### [EXTRACT TO READ]
--- START ---
Hit Points - when rolling for Hit Points during a level up, the lowest you can roll at my table is half the die. For instance, a barbarian would roll a d12 and would take a 6 if he rolled lower than 6. A Wizard would take a 2 if he rolls a 1, etc. I do this with my "boss monsters" as well. The players like it as there characters feel alittle tougher.

Skill checks - When rolling a skill check, a 1 equals -10 and a 20 equals a 30. For us it simulates a critical failure or success, since auto failure and success doesn't apply to skill checks.

A few house rules that I may apply after reading this thread are: Promethius' Skill Focus feat making the skill a class skill. Very nice. And Fax's combinations of skills into one ... Balance and Tumble into Athletics, Open Lock a part of Disable Device, Hide and Move Silently into Stealth, Spot and Listen into Awareness, and Use Magic Device + Spellcraft into Use Magic. Very kewl, both of you! I've seen other ones I may use as well.

Thanks for posting yours everyone and reading mine.

Dizlag

EDIT: changed Fax' Awareness skill to it's correct name instead of Alertness. =)

Saph
2007-11-02, 10:51 AM
Here are mine:

Resurrection/Raise Dead/Reincarnate doesn't cause the loss of a character level. Instead there's a mini-RP quest where the one casting the resurrection has to explain why the character should be brought back from the world of the dead (sometimes to a divine representative of the character's patron deity, like a planetar, sometimes to the deity himself if the character's high-level enough). Our games tend to be high-lethality, and character death already means a lot of work and loss of equipment, so knocking off a level as well is a bit much.

Spells, spell scrolls, and custom magic items aren't universally available. Whether one can be found in any given city is determined by a percentile roll - the higher level the spell and the more obscure the splatbook it comes from, the less likely it can be found.

Multiclassing doesn't give an experience penalty. Multiclass levels are usually suboptimal anyway, so stacking an XP penalty on top of that is just mean. On the other hand, excessive dip-classing is frowned upon, especially in prestige classes.

When rolling for HP each level, you're allowed to take an average result instead of rolling. If you choose to roll, though, you're stuck with what you get.

Infinite loops do not work, ever, unless you want to deal with the consequences of every NPC who's ever existed having access to them, too. (You don't.)

- Saph

Gerrtt
2007-11-02, 11:10 AM
Well, the house rule seems ok, but coming up with it in the middle of the player's assignment of skill points could be a little unfair whether he was correcting for past mistakes, just got the idea or had it planned from level 1.
--- END ---
### [MATERIAL FOR THIS TASK]
--- START ---
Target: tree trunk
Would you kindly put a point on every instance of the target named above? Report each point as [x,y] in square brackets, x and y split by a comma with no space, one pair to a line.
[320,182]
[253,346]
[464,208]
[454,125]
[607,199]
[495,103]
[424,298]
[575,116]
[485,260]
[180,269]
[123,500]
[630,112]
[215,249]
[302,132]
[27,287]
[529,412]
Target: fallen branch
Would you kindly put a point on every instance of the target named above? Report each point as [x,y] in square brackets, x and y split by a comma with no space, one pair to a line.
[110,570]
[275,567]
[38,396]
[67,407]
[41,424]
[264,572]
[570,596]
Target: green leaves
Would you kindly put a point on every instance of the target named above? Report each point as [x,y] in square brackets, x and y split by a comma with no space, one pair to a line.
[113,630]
--- END ---
--- START ---
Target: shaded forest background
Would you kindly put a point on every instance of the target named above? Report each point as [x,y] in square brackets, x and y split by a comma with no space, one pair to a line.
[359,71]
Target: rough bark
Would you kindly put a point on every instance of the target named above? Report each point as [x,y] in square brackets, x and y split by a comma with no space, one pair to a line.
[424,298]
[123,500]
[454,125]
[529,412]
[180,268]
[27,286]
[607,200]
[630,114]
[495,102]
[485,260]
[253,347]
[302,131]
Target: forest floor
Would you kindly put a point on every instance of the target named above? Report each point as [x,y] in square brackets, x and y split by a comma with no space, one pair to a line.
--- END ---
### [GOAL 1]
Identify every line in the records that contains the word "forest", and copy each of those lines out in full.
### [GOAL 2]
Continue the house rules thread from the point where it stops.

### [EXERCISE OUTPUT 1]
Target: shaded forest background
Target: forest floor

### [EXERCISE OUTPUT 2]
I'm pretty sure he just got the idea. I think the session prior to that he had been on the receiving end of a few movement based AoOs and heard tumble could be a way out of them, so he looked it up and decided to make life easier for himself by putting all his skill points in it next level up, or at least enough so that he wouldn't have to roll under normal circumstances.

Kompera
2007-11-02, 11:18 AM
For GM Rulings, I keep a thing of "Let me quickly find it - if it turns out to be not so quick then, I'll adhoc it and that's the new ruling."
I've encouraged my DM to do ad-hoc rulings where necessary for game flow, but then to sit down and review the rules so that they may be implemented as written in the future, or house ruled if he still finds that to be necessary.

There is nothing more frustrating to a player then having their concept for their character ruined by a house rule which was implemented on the fly without much thought being given to the ramifications.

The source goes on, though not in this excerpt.